| What this task involves |
Copy the lines below verbatim, but only from the line containing "Note: in this drill the class marks the glass" through the end of the data.

Raw records:

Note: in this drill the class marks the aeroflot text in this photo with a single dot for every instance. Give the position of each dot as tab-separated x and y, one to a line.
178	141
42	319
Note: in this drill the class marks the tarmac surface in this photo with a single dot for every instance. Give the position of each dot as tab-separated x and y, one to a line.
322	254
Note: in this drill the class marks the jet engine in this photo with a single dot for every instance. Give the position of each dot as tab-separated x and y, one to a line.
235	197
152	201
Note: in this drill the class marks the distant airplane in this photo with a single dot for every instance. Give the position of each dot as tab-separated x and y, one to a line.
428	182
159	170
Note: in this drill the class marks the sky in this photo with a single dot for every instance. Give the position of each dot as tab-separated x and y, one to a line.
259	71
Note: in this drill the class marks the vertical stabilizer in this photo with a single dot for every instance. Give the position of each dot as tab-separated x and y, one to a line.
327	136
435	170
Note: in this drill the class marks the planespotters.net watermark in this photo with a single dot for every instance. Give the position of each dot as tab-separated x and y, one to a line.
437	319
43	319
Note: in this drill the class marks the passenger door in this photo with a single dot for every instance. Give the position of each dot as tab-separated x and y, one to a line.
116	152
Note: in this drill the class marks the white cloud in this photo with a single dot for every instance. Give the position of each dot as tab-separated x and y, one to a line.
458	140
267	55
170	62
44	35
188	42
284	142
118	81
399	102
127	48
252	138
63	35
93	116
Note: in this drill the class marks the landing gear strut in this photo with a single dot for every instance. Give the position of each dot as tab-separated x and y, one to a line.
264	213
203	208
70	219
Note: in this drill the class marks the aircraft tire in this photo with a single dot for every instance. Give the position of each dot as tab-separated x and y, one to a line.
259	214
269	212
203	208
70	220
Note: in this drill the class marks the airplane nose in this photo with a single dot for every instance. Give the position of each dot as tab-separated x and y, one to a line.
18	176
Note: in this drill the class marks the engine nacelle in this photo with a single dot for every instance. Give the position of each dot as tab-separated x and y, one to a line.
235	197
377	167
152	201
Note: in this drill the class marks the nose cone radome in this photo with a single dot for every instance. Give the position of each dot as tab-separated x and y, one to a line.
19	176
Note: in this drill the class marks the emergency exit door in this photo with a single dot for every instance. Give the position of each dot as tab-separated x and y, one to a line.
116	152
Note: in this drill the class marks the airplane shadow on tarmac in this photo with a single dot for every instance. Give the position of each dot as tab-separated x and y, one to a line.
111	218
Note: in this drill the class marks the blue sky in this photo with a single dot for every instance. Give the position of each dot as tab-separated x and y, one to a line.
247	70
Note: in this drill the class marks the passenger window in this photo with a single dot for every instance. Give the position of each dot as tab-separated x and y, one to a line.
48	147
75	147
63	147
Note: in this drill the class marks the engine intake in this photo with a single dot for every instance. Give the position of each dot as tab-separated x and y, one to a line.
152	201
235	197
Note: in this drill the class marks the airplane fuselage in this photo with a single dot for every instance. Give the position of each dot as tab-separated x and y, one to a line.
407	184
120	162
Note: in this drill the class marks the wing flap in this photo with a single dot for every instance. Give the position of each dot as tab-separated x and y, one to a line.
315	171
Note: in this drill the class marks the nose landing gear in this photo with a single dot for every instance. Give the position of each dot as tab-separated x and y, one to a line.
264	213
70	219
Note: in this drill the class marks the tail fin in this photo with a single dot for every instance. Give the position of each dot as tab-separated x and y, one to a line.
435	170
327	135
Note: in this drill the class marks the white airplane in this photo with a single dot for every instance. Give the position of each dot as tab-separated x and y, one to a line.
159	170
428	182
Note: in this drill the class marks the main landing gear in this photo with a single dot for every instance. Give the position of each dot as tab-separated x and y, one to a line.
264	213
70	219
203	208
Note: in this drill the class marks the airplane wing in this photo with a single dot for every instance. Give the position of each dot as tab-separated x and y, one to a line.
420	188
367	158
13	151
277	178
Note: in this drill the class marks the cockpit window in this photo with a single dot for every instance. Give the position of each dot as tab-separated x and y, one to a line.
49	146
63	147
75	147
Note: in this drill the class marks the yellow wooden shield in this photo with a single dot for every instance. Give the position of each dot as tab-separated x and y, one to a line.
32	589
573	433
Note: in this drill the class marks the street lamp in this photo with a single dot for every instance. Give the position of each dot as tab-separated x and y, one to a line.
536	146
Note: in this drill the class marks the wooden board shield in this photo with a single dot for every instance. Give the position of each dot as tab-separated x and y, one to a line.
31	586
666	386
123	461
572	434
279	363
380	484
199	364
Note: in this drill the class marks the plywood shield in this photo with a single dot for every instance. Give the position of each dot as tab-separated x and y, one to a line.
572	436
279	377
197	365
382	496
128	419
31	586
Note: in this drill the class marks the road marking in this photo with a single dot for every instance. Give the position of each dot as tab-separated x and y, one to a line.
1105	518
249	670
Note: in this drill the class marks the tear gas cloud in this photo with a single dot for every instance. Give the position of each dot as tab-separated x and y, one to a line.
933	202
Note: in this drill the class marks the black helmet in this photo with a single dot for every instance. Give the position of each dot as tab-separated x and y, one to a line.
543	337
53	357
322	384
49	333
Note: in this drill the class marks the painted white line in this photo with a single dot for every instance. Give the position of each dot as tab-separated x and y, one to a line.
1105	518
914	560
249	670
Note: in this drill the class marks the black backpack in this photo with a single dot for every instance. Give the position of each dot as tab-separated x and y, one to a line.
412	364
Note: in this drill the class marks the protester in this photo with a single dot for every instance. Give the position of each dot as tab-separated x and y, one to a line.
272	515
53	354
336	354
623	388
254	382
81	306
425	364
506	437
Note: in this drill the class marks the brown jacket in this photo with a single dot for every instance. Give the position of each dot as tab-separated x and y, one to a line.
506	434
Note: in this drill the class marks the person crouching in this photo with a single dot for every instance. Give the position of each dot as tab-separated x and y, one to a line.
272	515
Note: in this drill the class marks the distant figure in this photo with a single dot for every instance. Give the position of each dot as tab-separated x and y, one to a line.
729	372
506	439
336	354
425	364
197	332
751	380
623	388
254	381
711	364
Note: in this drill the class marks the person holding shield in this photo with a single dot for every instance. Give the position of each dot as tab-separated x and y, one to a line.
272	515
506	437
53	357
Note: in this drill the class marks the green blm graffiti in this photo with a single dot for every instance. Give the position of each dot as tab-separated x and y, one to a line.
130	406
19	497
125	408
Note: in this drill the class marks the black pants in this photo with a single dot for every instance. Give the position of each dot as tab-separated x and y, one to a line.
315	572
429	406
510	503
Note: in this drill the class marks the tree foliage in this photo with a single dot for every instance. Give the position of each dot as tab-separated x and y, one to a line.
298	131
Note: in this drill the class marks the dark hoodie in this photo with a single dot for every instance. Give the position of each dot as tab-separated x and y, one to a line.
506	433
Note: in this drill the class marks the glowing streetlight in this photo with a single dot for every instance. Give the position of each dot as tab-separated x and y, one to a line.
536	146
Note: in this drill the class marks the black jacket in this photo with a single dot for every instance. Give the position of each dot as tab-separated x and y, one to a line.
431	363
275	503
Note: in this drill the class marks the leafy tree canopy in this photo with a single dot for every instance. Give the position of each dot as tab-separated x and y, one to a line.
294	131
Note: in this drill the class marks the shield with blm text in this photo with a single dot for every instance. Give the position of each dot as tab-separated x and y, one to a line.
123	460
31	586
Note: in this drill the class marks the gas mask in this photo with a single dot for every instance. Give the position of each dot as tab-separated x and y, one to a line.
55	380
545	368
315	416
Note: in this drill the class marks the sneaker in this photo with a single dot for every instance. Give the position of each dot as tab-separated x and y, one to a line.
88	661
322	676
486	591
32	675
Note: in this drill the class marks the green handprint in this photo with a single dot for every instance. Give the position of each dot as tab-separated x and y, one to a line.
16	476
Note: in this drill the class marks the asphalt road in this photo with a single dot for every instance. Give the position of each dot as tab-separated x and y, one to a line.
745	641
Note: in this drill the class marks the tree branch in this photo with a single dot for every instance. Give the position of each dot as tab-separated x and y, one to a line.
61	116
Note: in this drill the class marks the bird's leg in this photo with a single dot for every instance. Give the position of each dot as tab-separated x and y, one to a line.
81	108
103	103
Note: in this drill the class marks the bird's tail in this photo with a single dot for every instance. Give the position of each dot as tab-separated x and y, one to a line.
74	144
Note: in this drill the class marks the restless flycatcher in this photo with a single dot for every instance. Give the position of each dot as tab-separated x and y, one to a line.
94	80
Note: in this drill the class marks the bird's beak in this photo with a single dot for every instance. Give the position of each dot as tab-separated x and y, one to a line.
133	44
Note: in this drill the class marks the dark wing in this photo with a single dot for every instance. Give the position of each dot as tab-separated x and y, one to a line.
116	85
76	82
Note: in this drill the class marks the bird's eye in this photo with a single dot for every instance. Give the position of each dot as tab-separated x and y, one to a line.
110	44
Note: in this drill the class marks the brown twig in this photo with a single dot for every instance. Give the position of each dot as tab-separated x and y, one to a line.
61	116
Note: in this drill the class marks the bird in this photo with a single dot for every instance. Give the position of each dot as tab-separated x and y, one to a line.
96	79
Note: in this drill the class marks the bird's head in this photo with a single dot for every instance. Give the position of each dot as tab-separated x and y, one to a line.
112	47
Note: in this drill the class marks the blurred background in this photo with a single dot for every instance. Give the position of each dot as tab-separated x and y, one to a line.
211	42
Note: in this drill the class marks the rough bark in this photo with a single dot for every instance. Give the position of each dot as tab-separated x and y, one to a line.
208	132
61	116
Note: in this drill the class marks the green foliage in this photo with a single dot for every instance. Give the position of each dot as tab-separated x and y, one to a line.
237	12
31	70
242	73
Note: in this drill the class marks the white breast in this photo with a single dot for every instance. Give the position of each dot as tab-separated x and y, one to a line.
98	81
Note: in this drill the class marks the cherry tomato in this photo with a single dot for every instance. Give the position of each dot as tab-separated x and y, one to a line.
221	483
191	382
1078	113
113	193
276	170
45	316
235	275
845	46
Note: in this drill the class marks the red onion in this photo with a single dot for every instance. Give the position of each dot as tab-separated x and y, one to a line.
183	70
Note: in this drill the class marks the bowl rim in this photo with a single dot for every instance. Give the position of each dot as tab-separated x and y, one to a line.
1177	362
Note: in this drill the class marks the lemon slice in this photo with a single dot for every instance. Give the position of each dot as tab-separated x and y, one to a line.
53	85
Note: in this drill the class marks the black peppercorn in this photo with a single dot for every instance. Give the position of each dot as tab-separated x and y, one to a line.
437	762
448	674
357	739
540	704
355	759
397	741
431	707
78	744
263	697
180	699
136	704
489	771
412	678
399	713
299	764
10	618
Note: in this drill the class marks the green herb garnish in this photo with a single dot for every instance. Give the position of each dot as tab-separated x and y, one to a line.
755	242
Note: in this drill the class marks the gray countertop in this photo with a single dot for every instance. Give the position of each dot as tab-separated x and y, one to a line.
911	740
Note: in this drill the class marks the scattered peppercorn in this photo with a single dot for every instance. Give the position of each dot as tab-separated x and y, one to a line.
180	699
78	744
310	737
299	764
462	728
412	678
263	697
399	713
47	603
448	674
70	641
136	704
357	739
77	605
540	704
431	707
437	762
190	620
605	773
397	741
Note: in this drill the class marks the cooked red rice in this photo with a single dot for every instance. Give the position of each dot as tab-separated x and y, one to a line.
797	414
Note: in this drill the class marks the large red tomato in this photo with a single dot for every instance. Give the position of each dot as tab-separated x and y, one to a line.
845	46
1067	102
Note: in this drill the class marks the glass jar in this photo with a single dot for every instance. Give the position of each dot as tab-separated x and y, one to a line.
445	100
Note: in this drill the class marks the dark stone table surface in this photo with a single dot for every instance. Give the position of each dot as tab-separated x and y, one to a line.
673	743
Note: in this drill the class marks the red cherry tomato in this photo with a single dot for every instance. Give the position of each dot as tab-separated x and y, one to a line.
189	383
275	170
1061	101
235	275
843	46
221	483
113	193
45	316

| Answer for this exercise |
Note: in this drill the class marks the glass jar in this photo with a single dot for every instance. Give the position of each dot as tab-separated x and y, one to a line.
445	100
Note: in this drill the class marks the dark stone table surface in this photo with a single dot for every instance. Give the position of each dot as tab-separated x and y, one to a line.
673	743
Note: in this drill the class marks the red cherry tomato in this photo with a single dot for every instance. Give the position of each dot as tab-separated x and y, one to a line.
189	383
275	170
1061	101
235	275
843	46
221	483
113	193
45	316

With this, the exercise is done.